(WORK INSTRUCTIONS): Convert every line of the data below into a numbered list, omitting any blank lines. Leave the pictures out of the result.

(Stored entries)
==============================
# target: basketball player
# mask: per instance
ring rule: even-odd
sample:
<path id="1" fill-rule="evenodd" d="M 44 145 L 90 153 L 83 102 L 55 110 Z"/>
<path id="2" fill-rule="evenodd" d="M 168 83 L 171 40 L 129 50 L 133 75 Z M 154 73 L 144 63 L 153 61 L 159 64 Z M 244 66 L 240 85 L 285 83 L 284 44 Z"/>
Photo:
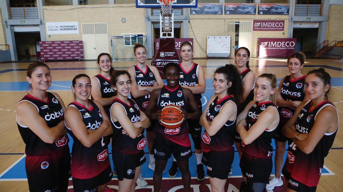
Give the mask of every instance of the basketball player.
<path id="1" fill-rule="evenodd" d="M 287 191 L 315 191 L 338 128 L 337 109 L 328 100 L 331 78 L 322 68 L 305 79 L 308 101 L 301 103 L 282 129 L 292 139 L 282 174 Z"/>
<path id="2" fill-rule="evenodd" d="M 25 167 L 30 191 L 66 191 L 70 177 L 70 155 L 64 124 L 63 101 L 47 92 L 50 69 L 45 63 L 28 65 L 26 80 L 31 90 L 17 105 L 16 122 L 26 145 Z"/>
<path id="3" fill-rule="evenodd" d="M 276 147 L 275 176 L 266 186 L 266 189 L 268 190 L 273 190 L 274 187 L 282 186 L 283 184 L 280 175 L 283 164 L 283 156 L 286 151 L 287 138 L 282 134 L 282 127 L 301 102 L 308 100 L 305 95 L 304 90 L 306 76 L 301 72 L 305 61 L 305 56 L 299 53 L 292 54 L 288 57 L 287 66 L 291 75 L 282 79 L 277 89 L 276 105 L 279 106 L 277 111 L 280 116 L 280 123 L 274 137 Z"/>
<path id="4" fill-rule="evenodd" d="M 241 47 L 238 48 L 235 55 L 235 63 L 237 69 L 240 74 L 240 78 L 244 90 L 243 93 L 244 101 L 238 106 L 237 115 L 239 115 L 250 101 L 254 100 L 253 88 L 255 83 L 255 73 L 250 69 L 249 61 L 250 60 L 250 51 L 248 48 Z M 242 140 L 237 133 L 235 137 L 236 148 L 239 155 L 239 159 L 242 156 L 242 150 L 240 146 Z M 242 172 L 243 173 L 243 172 Z M 229 175 L 231 175 L 230 172 Z M 241 183 L 241 191 L 246 188 L 246 181 L 244 174 L 242 174 L 243 181 Z"/>
<path id="5" fill-rule="evenodd" d="M 66 111 L 66 126 L 74 141 L 70 165 L 74 190 L 112 191 L 106 187 L 113 177 L 106 137 L 112 133 L 108 117 L 100 102 L 88 99 L 92 86 L 88 76 L 76 76 L 72 85 L 75 100 Z"/>
<path id="6" fill-rule="evenodd" d="M 188 88 L 194 94 L 197 103 L 200 111 L 202 111 L 201 94 L 205 93 L 206 82 L 205 73 L 202 66 L 192 62 L 193 48 L 189 41 L 185 41 L 181 44 L 181 55 L 182 62 L 179 64 L 180 82 L 179 84 L 183 87 Z M 190 108 L 188 108 L 189 110 Z M 189 111 L 188 112 L 190 112 Z M 202 150 L 200 146 L 201 142 L 201 126 L 199 124 L 199 119 L 188 120 L 188 128 L 192 140 L 194 143 L 195 154 L 197 157 L 197 179 L 198 181 L 205 179 L 205 173 L 201 163 Z M 172 167 L 169 169 L 170 177 L 175 177 L 177 171 L 177 164 L 174 159 Z"/>
<path id="7" fill-rule="evenodd" d="M 237 118 L 243 152 L 239 166 L 249 192 L 264 191 L 269 182 L 273 166 L 270 144 L 279 121 L 275 104 L 276 86 L 275 75 L 260 76 L 254 88 L 256 100 L 249 102 Z"/>
<path id="8" fill-rule="evenodd" d="M 182 109 L 184 117 L 186 120 L 179 127 L 175 129 L 169 129 L 160 123 L 156 123 L 154 129 L 156 136 L 152 149 L 156 162 L 153 176 L 155 191 L 161 190 L 162 174 L 172 153 L 182 175 L 184 190 L 186 192 L 190 190 L 191 178 L 188 160 L 192 156 L 192 151 L 187 120 L 199 118 L 201 112 L 190 90 L 179 85 L 180 71 L 180 66 L 177 64 L 169 63 L 166 65 L 163 72 L 167 85 L 153 91 L 145 111 L 150 119 L 159 120 L 161 109 L 167 105 L 175 105 Z M 187 102 L 193 112 L 187 112 Z M 159 111 L 155 113 L 154 109 L 156 107 Z"/>
<path id="9" fill-rule="evenodd" d="M 131 76 L 132 82 L 131 96 L 141 111 L 144 112 L 149 103 L 151 92 L 154 89 L 162 87 L 164 85 L 163 81 L 156 67 L 145 64 L 147 53 L 145 47 L 139 43 L 136 43 L 133 47 L 133 54 L 137 60 L 137 65 L 128 69 L 128 71 Z M 156 135 L 153 130 L 155 121 L 151 121 L 151 123 L 150 127 L 146 129 L 149 151 L 151 151 Z M 149 154 L 149 157 L 148 167 L 153 170 L 155 169 L 154 154 Z M 141 173 L 137 184 L 141 187 L 147 185 Z"/>
<path id="10" fill-rule="evenodd" d="M 141 167 L 146 161 L 143 148 L 146 140 L 143 133 L 144 129 L 150 126 L 150 121 L 138 105 L 128 98 L 131 90 L 131 79 L 130 74 L 124 70 L 116 71 L 111 78 L 117 96 L 110 110 L 112 159 L 118 176 L 118 191 L 121 192 L 135 191 Z"/>
<path id="11" fill-rule="evenodd" d="M 113 99 L 116 98 L 111 87 L 111 74 L 114 71 L 112 66 L 112 58 L 109 54 L 103 53 L 98 56 L 96 64 L 100 68 L 100 73 L 91 78 L 92 100 L 100 102 L 104 107 L 107 116 Z"/>
<path id="12" fill-rule="evenodd" d="M 200 124 L 205 128 L 201 143 L 204 150 L 202 161 L 207 166 L 213 192 L 224 191 L 233 161 L 236 100 L 239 102 L 242 100 L 241 82 L 239 73 L 234 65 L 226 65 L 217 69 L 213 83 L 215 95 L 209 100 L 200 118 Z"/>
==============================
(SOLUTION TO THE PROBLEM):
1. # target: basketball player
2. # mask: per instance
3. ring rule: even-odd
4. sample:
5. <path id="1" fill-rule="evenodd" d="M 44 145 L 90 153 L 83 102 L 55 110 Z"/>
6. <path id="2" fill-rule="evenodd" d="M 168 83 L 171 40 L 129 50 L 133 75 Z M 154 73 L 144 63 L 153 61 L 159 64 Z M 244 66 L 240 85 L 285 83 L 284 44 Z"/>
7. Photo:
8. Give the mask of every instance of the basketball player.
9. <path id="1" fill-rule="evenodd" d="M 287 191 L 315 191 L 338 128 L 337 109 L 328 100 L 331 78 L 322 68 L 305 79 L 308 101 L 301 103 L 282 129 L 292 139 L 282 174 Z"/>
10. <path id="2" fill-rule="evenodd" d="M 25 167 L 30 191 L 66 191 L 70 177 L 70 155 L 64 124 L 63 101 L 47 92 L 50 69 L 45 63 L 28 65 L 26 80 L 31 90 L 17 105 L 16 122 L 26 145 Z"/>
11. <path id="3" fill-rule="evenodd" d="M 276 147 L 275 176 L 266 186 L 266 189 L 268 190 L 273 190 L 274 187 L 282 186 L 283 184 L 280 175 L 283 164 L 283 156 L 286 151 L 287 138 L 282 134 L 282 127 L 301 102 L 308 100 L 305 95 L 304 90 L 306 76 L 301 72 L 305 61 L 305 56 L 299 53 L 292 54 L 288 57 L 287 66 L 291 75 L 282 79 L 277 89 L 276 105 L 279 106 L 277 111 L 280 116 L 280 123 L 274 137 Z"/>
12. <path id="4" fill-rule="evenodd" d="M 241 47 L 238 48 L 235 55 L 235 63 L 237 69 L 240 74 L 240 78 L 244 90 L 243 93 L 244 101 L 238 106 L 237 115 L 239 115 L 250 101 L 254 100 L 253 88 L 255 83 L 255 73 L 250 69 L 249 61 L 250 60 L 250 51 L 248 48 Z M 242 140 L 237 133 L 235 137 L 236 148 L 239 155 L 239 159 L 242 156 L 242 150 L 240 146 Z M 242 172 L 243 173 L 243 172 Z M 229 175 L 231 175 L 230 172 Z M 241 183 L 241 191 L 246 188 L 246 181 L 244 174 L 242 174 L 243 181 Z"/>
13. <path id="5" fill-rule="evenodd" d="M 66 111 L 66 126 L 74 141 L 70 165 L 74 190 L 112 191 L 106 187 L 113 177 L 106 137 L 112 133 L 108 117 L 100 102 L 88 99 L 92 86 L 88 76 L 76 76 L 72 85 L 75 100 Z"/>
14. <path id="6" fill-rule="evenodd" d="M 188 88 L 194 94 L 197 103 L 200 111 L 202 111 L 201 94 L 205 93 L 206 82 L 205 73 L 202 66 L 192 62 L 193 48 L 189 41 L 185 41 L 181 44 L 181 55 L 182 62 L 179 64 L 180 82 L 179 84 L 183 87 Z M 190 108 L 188 108 L 189 110 Z M 189 111 L 188 112 L 190 112 Z M 202 150 L 200 146 L 201 142 L 201 126 L 199 124 L 199 119 L 188 120 L 188 128 L 192 140 L 194 143 L 195 154 L 197 157 L 197 179 L 198 181 L 205 179 L 205 173 L 201 163 Z M 172 167 L 169 169 L 170 177 L 175 177 L 177 171 L 177 164 L 174 159 Z"/>
15. <path id="7" fill-rule="evenodd" d="M 237 118 L 243 152 L 239 166 L 249 192 L 264 191 L 269 182 L 273 166 L 270 144 L 279 121 L 275 104 L 276 86 L 275 75 L 260 76 L 254 88 L 256 100 L 249 102 Z"/>
16. <path id="8" fill-rule="evenodd" d="M 182 109 L 184 117 L 186 120 L 179 127 L 175 129 L 169 129 L 160 123 L 156 123 L 154 129 L 156 136 L 152 149 L 156 162 L 153 176 L 155 191 L 161 190 L 162 174 L 172 153 L 182 175 L 184 190 L 186 192 L 190 190 L 191 178 L 188 160 L 192 156 L 192 151 L 187 120 L 199 118 L 201 112 L 190 90 L 179 85 L 180 71 L 180 66 L 177 64 L 169 63 L 166 65 L 163 72 L 167 85 L 153 91 L 145 111 L 150 119 L 159 120 L 161 109 L 167 105 L 175 105 Z M 187 102 L 193 112 L 187 112 Z M 159 111 L 155 113 L 154 109 L 156 107 Z"/>
17. <path id="9" fill-rule="evenodd" d="M 131 76 L 132 82 L 131 96 L 141 111 L 144 112 L 149 103 L 151 92 L 154 89 L 162 87 L 164 85 L 163 81 L 156 67 L 145 64 L 147 53 L 145 47 L 139 43 L 136 43 L 133 47 L 133 54 L 137 60 L 137 65 L 128 69 L 128 71 Z M 156 135 L 153 130 L 155 121 L 151 121 L 151 123 L 150 127 L 146 129 L 149 151 L 151 151 Z M 149 154 L 149 157 L 148 167 L 153 170 L 155 169 L 154 154 Z M 141 173 L 137 184 L 141 187 L 147 185 Z"/>
18. <path id="10" fill-rule="evenodd" d="M 141 167 L 146 161 L 143 148 L 146 140 L 143 133 L 144 129 L 150 126 L 150 121 L 138 105 L 128 98 L 131 90 L 131 79 L 130 74 L 124 70 L 116 71 L 111 78 L 117 96 L 110 110 L 112 159 L 118 176 L 118 191 L 121 192 L 135 191 Z"/>
19. <path id="11" fill-rule="evenodd" d="M 113 99 L 116 98 L 111 87 L 111 74 L 114 71 L 112 66 L 112 58 L 109 54 L 103 53 L 98 56 L 96 64 L 100 68 L 100 73 L 91 78 L 92 100 L 100 102 L 104 107 L 107 116 Z"/>
20. <path id="12" fill-rule="evenodd" d="M 200 124 L 205 128 L 201 143 L 204 150 L 202 161 L 207 166 L 213 192 L 224 191 L 233 161 L 236 100 L 239 102 L 242 100 L 241 82 L 239 73 L 234 65 L 226 65 L 217 69 L 213 83 L 215 95 L 209 100 L 200 118 Z"/>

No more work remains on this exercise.